> [Document passage]:
Growth is great but it is not a panacea to SA’s economic malaise. Growth, if not meaningful and inclusive, can be harmful and create an even bigger social and economic exclusion problem. In macroeconomic circles, this is known as jobless growth, which happens when the unemployment level remains the same or worsens despite a rapidly expanding economy. SA is not at this juncture as rapid economic expansion remains a pipedream (for now). In their daily lives, people on the ground need to feel the 3.5% growth that the BER projects. They need to see an improvement in their quality of life, and easily have access to good state-run services in education and health. They also need an easier entry point into the labour market, and a clear pathway for upskilling. The loss of 74,000 jobs between March 2023 and March 2024 — as revealed on Tuesday by Statistics SA — is another stark reminder of the crisis.

While the first phase of Operation Vulindlela was anchored on pulling SA and its economy from the precipice (and rightly so), its second phase should prioritise economic inclusion. Making the economy work for everyone, not just a few who already benefit from it, should be the first prize. Doing so will require new thinking.

For example, SA’s renewable energy market is booming, with many solar and wind projects in the offing, thanks to the private sector’s desire to end Eskom blackouts permanently. Operation Vulindlela could treat the renewable energy sector as a key cog in the economy, in which jobs are created, people are retained, and equipped with the necessary skills required for the future economy. It’s just an idea. People much smarter than me are already thinking about the shape of Operation Vulindlela version 2.0.

The good news is that there seems to be political will among ANC head honchos to continue with Operation Vulindlela, under the national unity government.

> [Aim A]:
Check three statements against the piece on Operation Vulindlela: (i) Statistics SA reported a loss of 74,000 jobs between March 2023 and March 2024; (ii) SA is currently experiencing jobless growth; (iii) the first phase of Operation Vulindlela prioritized economic inclusion. For each, answer yes or no and quote the words of the piece that decide it.

> [Available data]:
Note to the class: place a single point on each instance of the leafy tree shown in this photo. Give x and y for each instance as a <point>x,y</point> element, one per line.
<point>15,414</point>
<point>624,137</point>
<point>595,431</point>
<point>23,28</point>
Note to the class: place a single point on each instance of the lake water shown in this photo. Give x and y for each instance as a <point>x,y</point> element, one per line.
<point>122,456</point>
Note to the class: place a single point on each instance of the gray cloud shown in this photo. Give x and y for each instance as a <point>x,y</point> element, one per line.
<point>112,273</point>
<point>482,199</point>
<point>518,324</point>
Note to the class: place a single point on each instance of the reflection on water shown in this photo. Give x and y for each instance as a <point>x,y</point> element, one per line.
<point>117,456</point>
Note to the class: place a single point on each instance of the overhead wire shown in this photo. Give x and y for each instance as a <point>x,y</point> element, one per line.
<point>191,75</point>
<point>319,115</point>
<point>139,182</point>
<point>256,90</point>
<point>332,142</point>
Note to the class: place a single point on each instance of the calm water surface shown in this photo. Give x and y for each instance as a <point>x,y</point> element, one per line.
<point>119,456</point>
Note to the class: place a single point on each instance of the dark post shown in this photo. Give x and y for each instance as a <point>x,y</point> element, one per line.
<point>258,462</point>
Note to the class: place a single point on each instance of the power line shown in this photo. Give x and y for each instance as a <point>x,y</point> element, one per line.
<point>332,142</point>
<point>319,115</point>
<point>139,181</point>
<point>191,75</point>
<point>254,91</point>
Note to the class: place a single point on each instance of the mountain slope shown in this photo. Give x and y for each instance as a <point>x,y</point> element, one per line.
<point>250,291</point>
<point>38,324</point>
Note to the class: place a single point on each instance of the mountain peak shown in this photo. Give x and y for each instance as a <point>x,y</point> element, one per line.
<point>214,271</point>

> [Aim B]:
From the records, reproduce word for word the lines that begin at the line containing "of the dark" and stop after the line containing "<point>258,462</point>".

> [Complete answer A]:
(i) Yes: "The loss of 74,000 jobs between March 2023 and March 2024 — as revealed on Tuesday by Statistics SA"
(ii) No: "SA is not at this juncture as rapid economic expansion remains a pipedream (for now)."
(iii) No: "its second phase should prioritise economic inclusion"

> [Complete answer B]:
Note to the class: place a single point on each instance of the dark post shown in this photo. Give x and y for each instance as a <point>x,y</point> element, one per line.
<point>258,462</point>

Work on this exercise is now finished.